• [WORK TO BE COMPLETED]: Count the lines in the rows below that contain the string "instances", matching uppercase and lowercase exactly. Reply with the number only.

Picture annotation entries

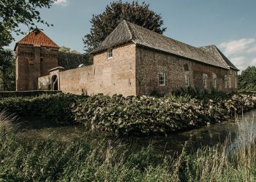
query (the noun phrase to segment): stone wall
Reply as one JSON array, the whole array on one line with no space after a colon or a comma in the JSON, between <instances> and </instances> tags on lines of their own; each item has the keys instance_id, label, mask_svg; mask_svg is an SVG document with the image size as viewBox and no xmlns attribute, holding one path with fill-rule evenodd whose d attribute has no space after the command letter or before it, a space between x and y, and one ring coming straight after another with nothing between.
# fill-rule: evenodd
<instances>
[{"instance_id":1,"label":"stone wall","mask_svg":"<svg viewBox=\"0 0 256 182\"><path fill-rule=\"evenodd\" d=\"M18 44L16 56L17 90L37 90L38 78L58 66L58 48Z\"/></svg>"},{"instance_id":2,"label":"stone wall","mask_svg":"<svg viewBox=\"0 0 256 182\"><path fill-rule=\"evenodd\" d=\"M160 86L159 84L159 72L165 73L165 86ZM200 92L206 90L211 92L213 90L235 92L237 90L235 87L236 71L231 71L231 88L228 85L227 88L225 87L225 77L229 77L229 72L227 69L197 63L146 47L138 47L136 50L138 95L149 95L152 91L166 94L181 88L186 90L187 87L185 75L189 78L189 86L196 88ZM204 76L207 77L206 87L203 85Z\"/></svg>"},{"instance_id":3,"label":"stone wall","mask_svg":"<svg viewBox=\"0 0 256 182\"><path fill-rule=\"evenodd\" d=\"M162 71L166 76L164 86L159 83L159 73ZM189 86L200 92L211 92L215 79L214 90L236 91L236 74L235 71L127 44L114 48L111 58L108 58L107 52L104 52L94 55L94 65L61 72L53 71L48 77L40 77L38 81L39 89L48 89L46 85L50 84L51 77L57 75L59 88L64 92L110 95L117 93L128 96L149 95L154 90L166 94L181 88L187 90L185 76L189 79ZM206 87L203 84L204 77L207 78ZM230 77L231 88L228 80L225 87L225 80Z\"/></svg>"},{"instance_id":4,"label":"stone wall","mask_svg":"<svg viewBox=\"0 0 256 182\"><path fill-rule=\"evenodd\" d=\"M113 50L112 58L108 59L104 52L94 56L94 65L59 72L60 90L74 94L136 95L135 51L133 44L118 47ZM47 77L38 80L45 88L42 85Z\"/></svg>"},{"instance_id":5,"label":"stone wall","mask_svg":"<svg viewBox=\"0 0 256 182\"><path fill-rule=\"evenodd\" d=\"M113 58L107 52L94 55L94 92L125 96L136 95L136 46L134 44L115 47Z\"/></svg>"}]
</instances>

• [OUTPUT FOR THIS TASK]: 3